**GOAL**. Pull out every line in the records below that contains the word "foliage". Case counts.

□ □ □ □

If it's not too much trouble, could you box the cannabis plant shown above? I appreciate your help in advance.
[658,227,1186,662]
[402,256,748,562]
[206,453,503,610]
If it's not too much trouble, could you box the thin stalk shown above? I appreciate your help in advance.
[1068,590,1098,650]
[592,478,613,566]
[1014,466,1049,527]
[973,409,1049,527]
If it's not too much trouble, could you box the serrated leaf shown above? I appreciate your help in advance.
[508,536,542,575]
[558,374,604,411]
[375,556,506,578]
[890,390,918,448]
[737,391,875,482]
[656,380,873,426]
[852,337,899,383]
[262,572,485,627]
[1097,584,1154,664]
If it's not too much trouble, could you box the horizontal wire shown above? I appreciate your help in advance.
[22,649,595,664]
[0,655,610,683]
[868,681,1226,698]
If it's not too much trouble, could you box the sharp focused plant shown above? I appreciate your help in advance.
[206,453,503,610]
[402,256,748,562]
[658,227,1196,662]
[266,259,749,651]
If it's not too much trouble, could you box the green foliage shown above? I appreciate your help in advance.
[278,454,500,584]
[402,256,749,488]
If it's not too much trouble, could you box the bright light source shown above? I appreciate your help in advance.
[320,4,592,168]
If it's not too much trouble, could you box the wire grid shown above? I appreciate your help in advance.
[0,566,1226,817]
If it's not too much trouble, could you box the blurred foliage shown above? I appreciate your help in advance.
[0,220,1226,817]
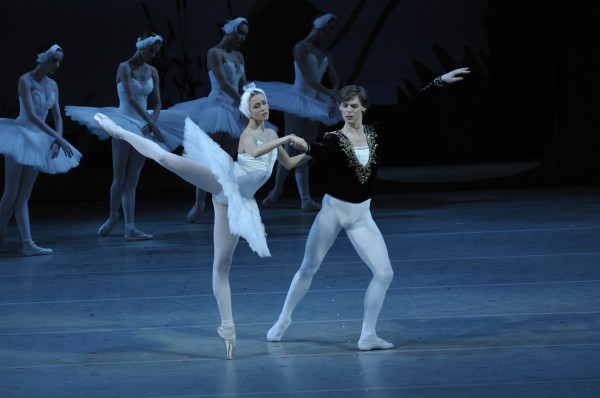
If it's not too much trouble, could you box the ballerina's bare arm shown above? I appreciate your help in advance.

□ □ □ □

**WRITTEN SOLUTION**.
If it's not too much trouble, could you box the green foliage shown above? I appreciate your help in advance.
If it's not too much trouble, could you box the blurred foliage shown above? I appreciate your help in advance.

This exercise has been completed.